## What is needed
Each entry below is to be transcribed exactly.

## Raw data
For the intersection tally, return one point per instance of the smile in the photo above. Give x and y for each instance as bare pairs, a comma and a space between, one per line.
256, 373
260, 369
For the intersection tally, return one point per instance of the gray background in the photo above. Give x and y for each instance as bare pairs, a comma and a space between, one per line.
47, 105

## Task result
For the intersection tally, return one point per instance of the smile in the photo above. Give x and y for each instance as bare pairs, a comma and a space between, one per line.
256, 373
260, 369
For the intersection tally, return one point per instance of the gray background in the photo above. Give x and y for each instance as bare pairs, a comma and a space between, one per line.
47, 105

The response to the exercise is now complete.